Filter the records down to the lines that hold the word "rubber", and copy each of those lines.

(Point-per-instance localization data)
==*==
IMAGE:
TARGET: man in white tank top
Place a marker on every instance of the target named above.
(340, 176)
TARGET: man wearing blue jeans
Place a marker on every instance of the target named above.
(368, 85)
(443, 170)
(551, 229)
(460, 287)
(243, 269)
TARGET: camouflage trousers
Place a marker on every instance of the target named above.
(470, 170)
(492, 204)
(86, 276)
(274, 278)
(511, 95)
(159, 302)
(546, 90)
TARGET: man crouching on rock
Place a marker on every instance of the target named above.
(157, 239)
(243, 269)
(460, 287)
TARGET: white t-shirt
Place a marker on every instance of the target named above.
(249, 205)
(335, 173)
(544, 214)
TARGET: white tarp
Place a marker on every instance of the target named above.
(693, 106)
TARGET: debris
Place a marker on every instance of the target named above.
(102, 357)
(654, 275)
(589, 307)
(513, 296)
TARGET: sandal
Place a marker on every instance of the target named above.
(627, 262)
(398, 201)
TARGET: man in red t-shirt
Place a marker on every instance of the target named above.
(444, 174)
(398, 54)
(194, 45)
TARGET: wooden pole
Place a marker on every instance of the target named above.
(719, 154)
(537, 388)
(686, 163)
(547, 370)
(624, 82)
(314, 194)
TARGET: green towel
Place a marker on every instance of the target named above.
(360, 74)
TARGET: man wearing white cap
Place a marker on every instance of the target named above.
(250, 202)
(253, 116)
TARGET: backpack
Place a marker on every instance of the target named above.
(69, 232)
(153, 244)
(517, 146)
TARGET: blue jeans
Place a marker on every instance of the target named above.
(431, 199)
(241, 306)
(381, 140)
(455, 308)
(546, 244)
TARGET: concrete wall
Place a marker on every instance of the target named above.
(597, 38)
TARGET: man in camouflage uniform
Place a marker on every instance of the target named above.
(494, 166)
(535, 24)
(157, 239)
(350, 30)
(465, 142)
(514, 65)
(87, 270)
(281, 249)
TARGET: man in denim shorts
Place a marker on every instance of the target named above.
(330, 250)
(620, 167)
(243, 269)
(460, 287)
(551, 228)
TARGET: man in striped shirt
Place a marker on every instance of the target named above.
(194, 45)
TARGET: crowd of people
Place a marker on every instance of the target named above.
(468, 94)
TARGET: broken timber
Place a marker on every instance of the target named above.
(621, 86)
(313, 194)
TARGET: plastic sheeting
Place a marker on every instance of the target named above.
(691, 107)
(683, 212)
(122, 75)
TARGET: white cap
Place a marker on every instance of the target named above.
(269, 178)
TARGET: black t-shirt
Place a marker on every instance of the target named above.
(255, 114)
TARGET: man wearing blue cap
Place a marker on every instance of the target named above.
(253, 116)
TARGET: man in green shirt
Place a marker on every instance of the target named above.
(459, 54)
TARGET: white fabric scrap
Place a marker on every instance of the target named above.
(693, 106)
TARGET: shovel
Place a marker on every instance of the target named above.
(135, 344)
==*==
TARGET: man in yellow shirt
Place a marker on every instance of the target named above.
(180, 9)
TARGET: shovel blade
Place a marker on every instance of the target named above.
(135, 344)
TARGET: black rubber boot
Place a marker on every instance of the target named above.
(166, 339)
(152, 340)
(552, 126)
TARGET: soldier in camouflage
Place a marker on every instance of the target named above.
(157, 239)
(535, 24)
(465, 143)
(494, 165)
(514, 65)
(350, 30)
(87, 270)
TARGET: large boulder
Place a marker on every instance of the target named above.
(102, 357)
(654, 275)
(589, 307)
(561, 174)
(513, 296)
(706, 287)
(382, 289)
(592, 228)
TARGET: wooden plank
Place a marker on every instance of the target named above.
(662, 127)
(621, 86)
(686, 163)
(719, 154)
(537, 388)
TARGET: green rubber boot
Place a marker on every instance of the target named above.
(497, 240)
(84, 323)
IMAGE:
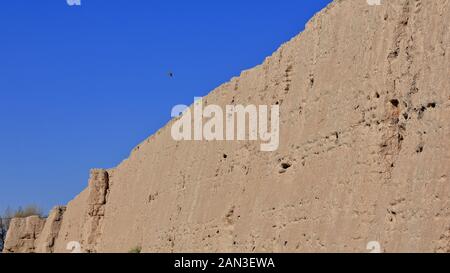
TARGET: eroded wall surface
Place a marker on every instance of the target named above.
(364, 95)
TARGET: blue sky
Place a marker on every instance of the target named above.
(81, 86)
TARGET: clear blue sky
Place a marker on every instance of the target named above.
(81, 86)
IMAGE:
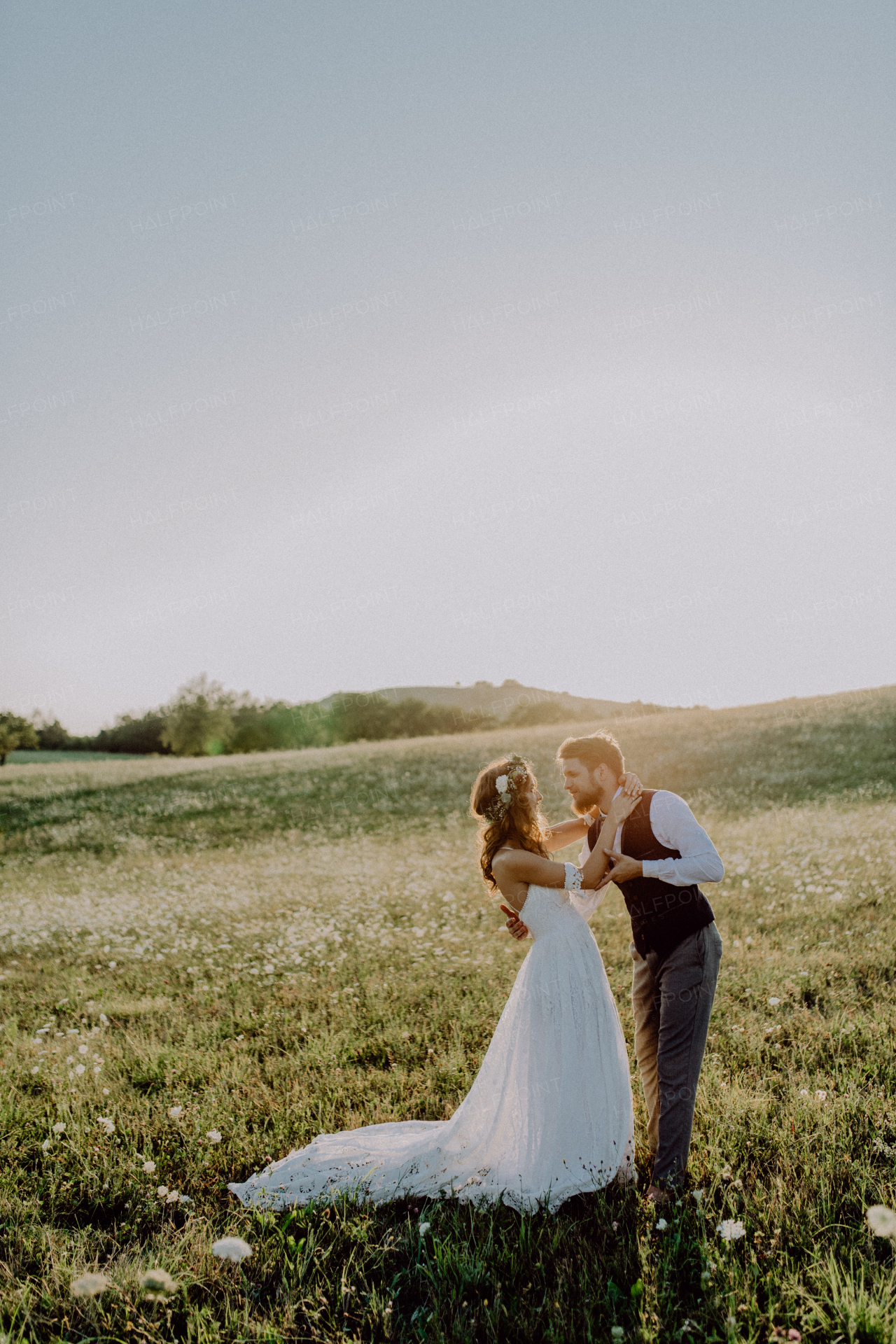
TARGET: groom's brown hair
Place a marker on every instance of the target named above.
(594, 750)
==*==
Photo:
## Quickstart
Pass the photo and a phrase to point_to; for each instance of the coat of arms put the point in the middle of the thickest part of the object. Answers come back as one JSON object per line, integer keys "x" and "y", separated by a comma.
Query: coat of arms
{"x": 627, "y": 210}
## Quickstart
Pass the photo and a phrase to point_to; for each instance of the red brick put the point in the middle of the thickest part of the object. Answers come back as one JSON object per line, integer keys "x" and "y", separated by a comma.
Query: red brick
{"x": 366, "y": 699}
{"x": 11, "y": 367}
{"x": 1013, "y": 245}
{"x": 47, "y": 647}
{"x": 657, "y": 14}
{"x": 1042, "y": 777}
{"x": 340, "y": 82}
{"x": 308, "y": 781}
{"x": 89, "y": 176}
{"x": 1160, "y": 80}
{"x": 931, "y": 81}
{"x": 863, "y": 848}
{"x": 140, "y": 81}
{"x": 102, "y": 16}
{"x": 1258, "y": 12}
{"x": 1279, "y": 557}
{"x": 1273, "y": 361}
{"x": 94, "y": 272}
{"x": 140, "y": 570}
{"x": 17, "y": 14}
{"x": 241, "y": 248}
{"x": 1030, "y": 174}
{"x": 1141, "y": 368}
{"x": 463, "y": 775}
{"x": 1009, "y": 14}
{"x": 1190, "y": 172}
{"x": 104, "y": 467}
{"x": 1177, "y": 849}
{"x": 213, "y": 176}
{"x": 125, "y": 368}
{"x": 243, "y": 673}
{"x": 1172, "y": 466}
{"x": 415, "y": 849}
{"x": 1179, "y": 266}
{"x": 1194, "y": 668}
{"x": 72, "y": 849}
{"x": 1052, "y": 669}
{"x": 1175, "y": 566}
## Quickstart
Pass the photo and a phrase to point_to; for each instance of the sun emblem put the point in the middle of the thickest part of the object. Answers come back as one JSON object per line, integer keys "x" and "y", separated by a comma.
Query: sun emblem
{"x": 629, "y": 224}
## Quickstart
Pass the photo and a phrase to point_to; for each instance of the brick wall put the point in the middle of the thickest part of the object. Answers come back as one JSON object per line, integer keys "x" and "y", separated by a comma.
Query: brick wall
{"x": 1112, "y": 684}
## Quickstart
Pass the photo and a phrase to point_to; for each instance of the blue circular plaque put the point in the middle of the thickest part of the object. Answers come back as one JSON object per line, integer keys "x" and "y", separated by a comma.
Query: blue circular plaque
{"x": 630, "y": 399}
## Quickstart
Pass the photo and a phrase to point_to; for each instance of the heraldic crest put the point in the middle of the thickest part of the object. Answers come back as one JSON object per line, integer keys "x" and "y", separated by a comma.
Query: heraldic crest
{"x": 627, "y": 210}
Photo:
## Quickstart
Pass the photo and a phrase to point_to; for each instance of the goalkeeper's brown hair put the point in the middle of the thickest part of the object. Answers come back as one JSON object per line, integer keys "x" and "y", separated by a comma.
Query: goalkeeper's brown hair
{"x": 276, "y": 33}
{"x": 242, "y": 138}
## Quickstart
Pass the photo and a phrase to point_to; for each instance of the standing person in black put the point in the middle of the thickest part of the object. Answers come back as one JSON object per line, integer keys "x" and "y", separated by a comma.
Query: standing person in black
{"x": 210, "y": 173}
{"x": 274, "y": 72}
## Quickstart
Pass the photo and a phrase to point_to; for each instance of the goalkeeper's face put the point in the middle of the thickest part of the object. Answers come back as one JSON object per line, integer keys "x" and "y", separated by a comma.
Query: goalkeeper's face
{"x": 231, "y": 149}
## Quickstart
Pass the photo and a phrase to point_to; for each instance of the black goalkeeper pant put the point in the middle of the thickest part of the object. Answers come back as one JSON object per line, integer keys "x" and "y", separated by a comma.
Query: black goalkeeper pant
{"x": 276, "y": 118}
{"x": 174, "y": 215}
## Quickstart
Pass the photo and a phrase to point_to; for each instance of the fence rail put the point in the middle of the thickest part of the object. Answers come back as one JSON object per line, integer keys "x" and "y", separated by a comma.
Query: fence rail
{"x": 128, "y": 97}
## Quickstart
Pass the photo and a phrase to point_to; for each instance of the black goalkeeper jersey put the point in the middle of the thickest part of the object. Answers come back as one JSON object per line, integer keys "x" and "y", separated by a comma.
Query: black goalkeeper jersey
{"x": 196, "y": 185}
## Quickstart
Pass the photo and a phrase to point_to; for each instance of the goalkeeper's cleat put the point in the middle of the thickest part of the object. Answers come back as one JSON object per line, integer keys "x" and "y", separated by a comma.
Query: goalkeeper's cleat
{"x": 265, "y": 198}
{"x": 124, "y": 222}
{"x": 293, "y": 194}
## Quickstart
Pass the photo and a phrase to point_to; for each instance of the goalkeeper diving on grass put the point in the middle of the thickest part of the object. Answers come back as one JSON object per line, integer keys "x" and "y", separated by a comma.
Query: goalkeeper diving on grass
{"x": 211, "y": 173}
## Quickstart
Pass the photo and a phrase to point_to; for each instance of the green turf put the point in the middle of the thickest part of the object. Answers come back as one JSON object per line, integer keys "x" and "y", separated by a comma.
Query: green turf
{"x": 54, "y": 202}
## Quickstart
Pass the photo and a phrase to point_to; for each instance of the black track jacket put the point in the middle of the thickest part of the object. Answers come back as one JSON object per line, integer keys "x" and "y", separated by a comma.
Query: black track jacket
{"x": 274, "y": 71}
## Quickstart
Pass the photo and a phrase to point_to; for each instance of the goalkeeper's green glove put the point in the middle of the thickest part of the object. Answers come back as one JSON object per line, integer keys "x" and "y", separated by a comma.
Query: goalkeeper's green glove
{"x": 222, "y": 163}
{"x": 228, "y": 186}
==*==
SOLUTION FOR THIS TASK:
TARGET: black rubber boot
TARGET: green rubber boot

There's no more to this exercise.